Yani Rojin’i öldürmeden önce kirlettiler.
Bir kız çocuğuna cehennemi yaşattılar.
Sonra suya attılar, ardından da iftira attılar.
Bu ülkenin sistemine, kurumlarına, vicdanına sığmayan bir tablo
bu!
Bir yıldır o dosyanın üstünde “intihar” yazıyordu.
Bir yıldır iki canavar dışarıda dolaşıyordu.
Şimdi rapor geldi, evet…
Ama Rojin’in kalbi bir yıldır toprağın altında çürüdü!
Adalet bu kadar geç geliyorsa, bu adalet
değildir.
Bu, bir sistemin çürümüşlüğünün, vicdanların ölülüğünün
resmidir.
Kız çocukları bu ülkede “ölmeden önce” korunmaz,
“öldükten sonra” gündem olur.
Ve biz her seferinde aynı utanmış cümleyi kurarız:
“Artık yeter!”
Ama hiçbir şey değişmez.
Rojin’in katilleri yurt dışına kaçmış olabilir diyorlar.
Kaçsınlar.
Kaçtıkları her adımda Rojin’in nefesi enselerinde olacak.
Bir baba var bu ülkede.
Kızının adını her sabah dua gibi anıyor.
“Canına kıymadı” diyerek bütün sisteme meydan okuyor.
Bu ülkede kadınlar öldürülürken,
devletin sessizliği suç ortaklığıdır.

++++

● Görevleriniz:
**1)** Rojin hakkındaki metinde "bir yıldır" ifadesinin geçtiği bütün cümleleri yazın.
**2)** Rojin hakkındaki metni iki cümleyle özetleyin.
**3)** Rojin hakkındaki metni kaldığı yerden devam ettirin.
Bu alıştırmada verilere ihtiyacınız olmayacak.

● Verilen veriler:
++++

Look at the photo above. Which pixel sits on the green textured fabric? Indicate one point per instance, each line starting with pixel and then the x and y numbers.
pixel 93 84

++++

● Alıştırma yanıtları:
**1)**
- Bir yıldır o dosyanın üstünde "intihar" yazıyordu.
- Bir yıldır iki canavar dışarıda dolaşıyordu.
- Ama Rojin'in kalbi bir yıldır toprağın altında çürüdü!

**2)** Rojin'in öldürülmeden önce kirletilip suya atıldığı, dosyasında bir yıl boyunca "intihar" yazdığı ve iki failin bu süre boyunca dışarıda dolaştığı anlatılıyor. Yazıya göre bu kadar geç gelen adalet adalet değildir, kız çocukları ancak öldükten sonra gündem olur ve kadınlar öldürülürken devletin sessiz kalması suç ortaklığıdır.

**3)**
Bu ülkede babalar kızlarının mezarına adalet aramak için
gidiyorsa,
bu ülke çoktan iflas etmiştir.
Rojin’e “canına kıydı” dediler.
Hayır!
Onu siz öldürdünüz!
Bir yıl boyunca bir kızın onurunu, adını, hikâyesini
lekelediler.
Bir yıl boyunca “kendi etti, kendi öldü” dediler.
Bir yıl boyunca katiller ellerini kollarını sallayarak gezdi.
Siz sustukça, siz korudukça, siz görmezden geldikçe…
Bu yazı bir köşe yazısı değil.
Bu yazı bir isyandır.
Rojin’in boğazına yapışan karanlığa,
o karanlığı saklayan sisteme,
o sisteme sessiz kalan herkese…
Rojin artık konuşamayacak,
ama bu ülkenin kadınları onun adını haykıracak:
“Canına kıymadı, canı alındı!”
Ve biz susmayacağız.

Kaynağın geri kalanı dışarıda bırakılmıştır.